▶ [AVAILABLE DATA]:
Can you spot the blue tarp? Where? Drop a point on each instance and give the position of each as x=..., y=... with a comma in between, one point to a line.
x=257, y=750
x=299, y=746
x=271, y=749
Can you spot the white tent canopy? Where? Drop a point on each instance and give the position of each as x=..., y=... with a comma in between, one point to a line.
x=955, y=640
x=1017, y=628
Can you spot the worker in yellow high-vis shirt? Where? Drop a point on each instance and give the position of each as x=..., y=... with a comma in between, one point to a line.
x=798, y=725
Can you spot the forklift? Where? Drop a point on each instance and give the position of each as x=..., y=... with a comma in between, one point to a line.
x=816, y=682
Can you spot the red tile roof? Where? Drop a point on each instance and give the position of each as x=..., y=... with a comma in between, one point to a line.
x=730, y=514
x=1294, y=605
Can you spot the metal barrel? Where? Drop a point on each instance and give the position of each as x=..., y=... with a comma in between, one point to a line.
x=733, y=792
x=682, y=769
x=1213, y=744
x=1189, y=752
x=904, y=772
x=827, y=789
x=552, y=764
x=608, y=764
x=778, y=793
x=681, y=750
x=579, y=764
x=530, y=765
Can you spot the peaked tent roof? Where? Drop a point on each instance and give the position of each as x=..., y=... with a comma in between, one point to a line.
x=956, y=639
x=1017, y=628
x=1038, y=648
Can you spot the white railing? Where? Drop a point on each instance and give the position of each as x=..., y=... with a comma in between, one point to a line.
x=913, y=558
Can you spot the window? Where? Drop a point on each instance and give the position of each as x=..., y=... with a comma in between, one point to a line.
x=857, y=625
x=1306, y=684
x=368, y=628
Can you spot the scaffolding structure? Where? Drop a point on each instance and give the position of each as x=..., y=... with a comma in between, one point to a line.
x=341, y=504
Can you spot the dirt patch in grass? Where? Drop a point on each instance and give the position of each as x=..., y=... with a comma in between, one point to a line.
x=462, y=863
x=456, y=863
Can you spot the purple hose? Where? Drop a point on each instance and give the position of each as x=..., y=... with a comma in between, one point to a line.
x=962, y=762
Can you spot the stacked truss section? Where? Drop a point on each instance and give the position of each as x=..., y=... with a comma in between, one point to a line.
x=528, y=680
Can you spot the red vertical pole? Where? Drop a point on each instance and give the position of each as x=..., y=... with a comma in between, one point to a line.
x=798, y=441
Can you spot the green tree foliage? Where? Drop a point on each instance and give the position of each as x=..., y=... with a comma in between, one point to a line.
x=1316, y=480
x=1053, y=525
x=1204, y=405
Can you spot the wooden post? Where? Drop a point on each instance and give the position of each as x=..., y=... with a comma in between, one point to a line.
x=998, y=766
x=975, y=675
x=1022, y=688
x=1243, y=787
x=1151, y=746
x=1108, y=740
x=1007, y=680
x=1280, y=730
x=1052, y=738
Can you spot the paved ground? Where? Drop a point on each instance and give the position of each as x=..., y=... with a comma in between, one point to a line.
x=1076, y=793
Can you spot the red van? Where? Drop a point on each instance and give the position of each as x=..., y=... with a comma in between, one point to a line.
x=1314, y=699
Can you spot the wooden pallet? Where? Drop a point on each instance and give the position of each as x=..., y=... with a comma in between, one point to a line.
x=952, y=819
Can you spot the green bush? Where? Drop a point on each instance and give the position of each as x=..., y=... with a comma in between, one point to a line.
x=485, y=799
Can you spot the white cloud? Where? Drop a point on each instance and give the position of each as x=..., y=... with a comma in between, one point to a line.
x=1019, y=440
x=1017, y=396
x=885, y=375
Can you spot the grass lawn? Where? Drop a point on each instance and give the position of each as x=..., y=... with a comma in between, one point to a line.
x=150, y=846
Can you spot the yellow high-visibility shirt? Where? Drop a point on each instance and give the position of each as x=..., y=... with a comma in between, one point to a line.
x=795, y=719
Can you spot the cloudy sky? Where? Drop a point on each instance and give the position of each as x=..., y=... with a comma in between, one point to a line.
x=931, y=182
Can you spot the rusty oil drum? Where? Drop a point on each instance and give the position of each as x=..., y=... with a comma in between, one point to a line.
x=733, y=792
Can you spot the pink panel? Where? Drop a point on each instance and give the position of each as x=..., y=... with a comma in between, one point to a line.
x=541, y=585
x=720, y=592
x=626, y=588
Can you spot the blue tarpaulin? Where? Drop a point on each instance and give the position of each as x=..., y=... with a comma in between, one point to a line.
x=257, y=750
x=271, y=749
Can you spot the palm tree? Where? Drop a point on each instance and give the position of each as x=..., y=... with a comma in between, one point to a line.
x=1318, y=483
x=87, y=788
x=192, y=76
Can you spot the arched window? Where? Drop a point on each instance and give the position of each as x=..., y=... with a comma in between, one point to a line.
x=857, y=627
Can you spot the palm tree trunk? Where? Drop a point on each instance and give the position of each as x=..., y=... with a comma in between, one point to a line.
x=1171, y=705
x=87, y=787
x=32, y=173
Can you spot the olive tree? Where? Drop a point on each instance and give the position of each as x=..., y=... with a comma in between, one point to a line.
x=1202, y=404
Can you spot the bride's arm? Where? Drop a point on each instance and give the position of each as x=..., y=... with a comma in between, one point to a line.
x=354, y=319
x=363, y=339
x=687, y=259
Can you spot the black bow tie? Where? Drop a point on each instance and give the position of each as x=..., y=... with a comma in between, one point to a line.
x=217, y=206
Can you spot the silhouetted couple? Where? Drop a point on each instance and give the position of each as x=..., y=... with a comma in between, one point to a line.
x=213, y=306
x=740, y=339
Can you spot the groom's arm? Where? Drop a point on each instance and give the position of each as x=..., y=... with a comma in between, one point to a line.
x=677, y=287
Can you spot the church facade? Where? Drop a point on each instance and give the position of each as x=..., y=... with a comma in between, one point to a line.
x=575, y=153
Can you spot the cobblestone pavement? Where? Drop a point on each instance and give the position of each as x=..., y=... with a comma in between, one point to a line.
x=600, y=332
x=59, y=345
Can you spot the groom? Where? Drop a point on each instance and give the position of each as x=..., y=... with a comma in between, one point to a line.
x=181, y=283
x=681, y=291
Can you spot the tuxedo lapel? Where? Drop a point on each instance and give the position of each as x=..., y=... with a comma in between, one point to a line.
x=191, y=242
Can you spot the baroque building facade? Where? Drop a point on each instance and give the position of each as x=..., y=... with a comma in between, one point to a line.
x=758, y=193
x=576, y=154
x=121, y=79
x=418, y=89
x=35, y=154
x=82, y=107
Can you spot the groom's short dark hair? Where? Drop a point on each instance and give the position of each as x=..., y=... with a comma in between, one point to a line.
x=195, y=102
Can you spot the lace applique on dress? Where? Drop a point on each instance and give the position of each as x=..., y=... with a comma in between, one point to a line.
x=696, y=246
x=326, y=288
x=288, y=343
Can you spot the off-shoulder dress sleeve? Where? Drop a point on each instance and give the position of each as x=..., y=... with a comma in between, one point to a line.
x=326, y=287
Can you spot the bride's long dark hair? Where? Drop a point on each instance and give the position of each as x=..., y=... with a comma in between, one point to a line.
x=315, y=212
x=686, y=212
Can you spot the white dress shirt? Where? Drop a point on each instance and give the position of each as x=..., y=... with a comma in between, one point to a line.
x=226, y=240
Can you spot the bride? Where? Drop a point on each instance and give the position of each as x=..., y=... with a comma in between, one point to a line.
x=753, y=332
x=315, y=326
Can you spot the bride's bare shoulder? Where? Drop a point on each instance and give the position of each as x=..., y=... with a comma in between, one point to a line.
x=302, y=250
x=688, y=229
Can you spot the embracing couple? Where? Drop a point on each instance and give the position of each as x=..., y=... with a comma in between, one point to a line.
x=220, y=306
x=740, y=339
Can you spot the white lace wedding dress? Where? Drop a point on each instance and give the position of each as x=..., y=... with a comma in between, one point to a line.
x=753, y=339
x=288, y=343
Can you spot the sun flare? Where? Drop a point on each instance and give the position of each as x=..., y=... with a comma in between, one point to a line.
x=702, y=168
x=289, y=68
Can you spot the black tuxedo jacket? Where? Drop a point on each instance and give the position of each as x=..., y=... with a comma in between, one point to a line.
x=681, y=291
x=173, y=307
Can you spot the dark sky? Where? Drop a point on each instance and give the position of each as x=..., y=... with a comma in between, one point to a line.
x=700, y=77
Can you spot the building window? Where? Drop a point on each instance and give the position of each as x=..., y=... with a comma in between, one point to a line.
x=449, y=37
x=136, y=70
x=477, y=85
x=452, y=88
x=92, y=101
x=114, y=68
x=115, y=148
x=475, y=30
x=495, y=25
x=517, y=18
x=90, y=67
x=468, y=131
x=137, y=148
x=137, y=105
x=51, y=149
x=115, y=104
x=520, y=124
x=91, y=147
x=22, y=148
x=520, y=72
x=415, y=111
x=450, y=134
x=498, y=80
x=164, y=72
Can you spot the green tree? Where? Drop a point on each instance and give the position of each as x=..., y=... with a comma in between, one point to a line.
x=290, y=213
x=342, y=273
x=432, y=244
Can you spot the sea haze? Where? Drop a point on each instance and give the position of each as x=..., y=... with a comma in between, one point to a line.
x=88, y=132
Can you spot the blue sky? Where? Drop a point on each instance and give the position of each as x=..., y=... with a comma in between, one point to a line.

▶ [REQUIREMENTS]: Reproduce the lines from the line with "Can you spot the wooden pallet?" to the line with "x=626, y=588", changing "rusty oil drum" to "corroded steel drum" and leaving everything else untouched.

▶ [EXERCISE OUTPUT]:
Can you spot the wooden pallet? Where? Drop a point on each instance and give the position of each as x=..., y=... with a comma in between, one point to a line.
x=952, y=819
Can you spot the green bush? Where? Drop a point on each instance and give the position of each as x=..., y=... with a comma in between, one point to a line.
x=485, y=799
Can you spot the white cloud? Where? Drop a point on each instance and give the position of each as x=..., y=... with a comma in between, one point to a line.
x=1019, y=440
x=1017, y=396
x=885, y=375
Can you spot the grass lawn? Where? Drop a point on each instance and give the position of each as x=..., y=... with a comma in between, one point to a line.
x=150, y=846
Can you spot the yellow high-visibility shirt? Where? Drop a point on each instance and give the position of each as x=..., y=... with a comma in between, one point to a line.
x=795, y=719
Can you spot the cloudy sky? Where? Drop a point on each instance and give the position of each as x=..., y=... with a comma in between, one point to a line.
x=931, y=182
Can you spot the corroded steel drum? Where? Drop a point on each instance and give the position of each as x=..., y=... with a comma in between, one point to a line.
x=733, y=792
Can you spot the pink panel? Where? Drop a point on each instance and give the position of each as x=..., y=... with a comma in between, one point to a line.
x=541, y=585
x=720, y=592
x=626, y=588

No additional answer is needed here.